::: Recorded information

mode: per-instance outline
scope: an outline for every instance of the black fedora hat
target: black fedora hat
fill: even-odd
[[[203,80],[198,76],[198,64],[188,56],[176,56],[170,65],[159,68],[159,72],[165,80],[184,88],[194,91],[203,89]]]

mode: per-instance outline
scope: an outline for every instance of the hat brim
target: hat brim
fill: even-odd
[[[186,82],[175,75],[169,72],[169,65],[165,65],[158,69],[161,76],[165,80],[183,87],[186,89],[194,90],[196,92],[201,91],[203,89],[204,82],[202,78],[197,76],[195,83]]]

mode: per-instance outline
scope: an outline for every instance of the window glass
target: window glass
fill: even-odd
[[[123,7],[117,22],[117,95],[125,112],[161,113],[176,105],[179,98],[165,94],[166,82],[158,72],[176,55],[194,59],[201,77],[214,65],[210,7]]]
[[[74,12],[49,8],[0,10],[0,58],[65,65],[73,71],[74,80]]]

::::::

Aim of the task -
Extract every line of the data above and reproduce it verbatim.

Exercise response -
mode: per-instance outline
scope: an outline for every instance of the black fedora hat
target: black fedora hat
fill: even-odd
[[[203,80],[198,76],[198,64],[188,56],[176,56],[170,65],[159,68],[159,72],[165,80],[184,88],[194,91],[203,89]]]

mode: per-instance outline
scope: an outline for every instance of the hat brim
target: hat brim
fill: even-odd
[[[186,82],[175,75],[169,72],[169,65],[165,65],[158,69],[161,76],[165,80],[183,87],[186,89],[194,90],[196,92],[201,91],[203,89],[204,82],[202,78],[197,76],[195,83]]]

mode: per-instance outline
scope: an outline for every instance of the window glass
target: window glass
fill: even-odd
[[[123,7],[117,22],[117,95],[125,112],[161,113],[176,105],[179,98],[165,94],[166,82],[158,72],[176,55],[194,59],[201,77],[214,65],[210,7]]]
[[[74,12],[49,8],[0,10],[0,58],[65,65],[73,71],[74,80]]]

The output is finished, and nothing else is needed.